## TASK
Starting at the row that contains "Isolate white table" and continuing through the last row, write those lines out again with their requests, and offset every bounding box coordinate in the answers by adding 83 to it.
** START DATA EXTRACT **
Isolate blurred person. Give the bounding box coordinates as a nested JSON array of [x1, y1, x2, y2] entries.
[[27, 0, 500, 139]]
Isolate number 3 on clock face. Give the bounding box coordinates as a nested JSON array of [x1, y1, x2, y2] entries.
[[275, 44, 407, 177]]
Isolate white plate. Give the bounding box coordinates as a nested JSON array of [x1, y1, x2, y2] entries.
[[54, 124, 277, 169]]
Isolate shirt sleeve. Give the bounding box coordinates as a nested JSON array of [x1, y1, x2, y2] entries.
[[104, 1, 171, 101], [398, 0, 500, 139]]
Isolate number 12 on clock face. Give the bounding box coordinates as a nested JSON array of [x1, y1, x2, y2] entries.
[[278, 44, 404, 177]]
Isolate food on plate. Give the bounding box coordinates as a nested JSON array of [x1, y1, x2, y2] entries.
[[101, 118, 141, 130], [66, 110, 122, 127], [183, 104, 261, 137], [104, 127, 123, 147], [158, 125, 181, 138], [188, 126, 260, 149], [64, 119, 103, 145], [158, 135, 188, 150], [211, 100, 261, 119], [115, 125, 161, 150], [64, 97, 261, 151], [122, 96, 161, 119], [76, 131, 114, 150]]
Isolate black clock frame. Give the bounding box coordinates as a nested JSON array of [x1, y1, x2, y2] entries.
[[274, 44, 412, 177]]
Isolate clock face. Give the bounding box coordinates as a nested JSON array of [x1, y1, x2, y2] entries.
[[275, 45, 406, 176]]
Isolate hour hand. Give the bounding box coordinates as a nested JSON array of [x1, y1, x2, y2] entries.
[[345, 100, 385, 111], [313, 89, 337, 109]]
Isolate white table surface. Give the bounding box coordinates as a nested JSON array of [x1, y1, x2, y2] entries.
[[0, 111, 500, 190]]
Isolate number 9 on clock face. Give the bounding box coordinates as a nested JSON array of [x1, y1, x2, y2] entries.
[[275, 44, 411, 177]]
** END DATA EXTRACT **
## RESULT
Isolate white table surface. Give the bounding box coordinates as a nested JSON array of [x1, y1, x2, y2] entries.
[[83, 194, 583, 273]]
Isolate number 9 on clock face. Give the bounding box coordinates as a nested JSON array of [x1, y1, x2, y2] entries.
[[358, 127, 494, 260]]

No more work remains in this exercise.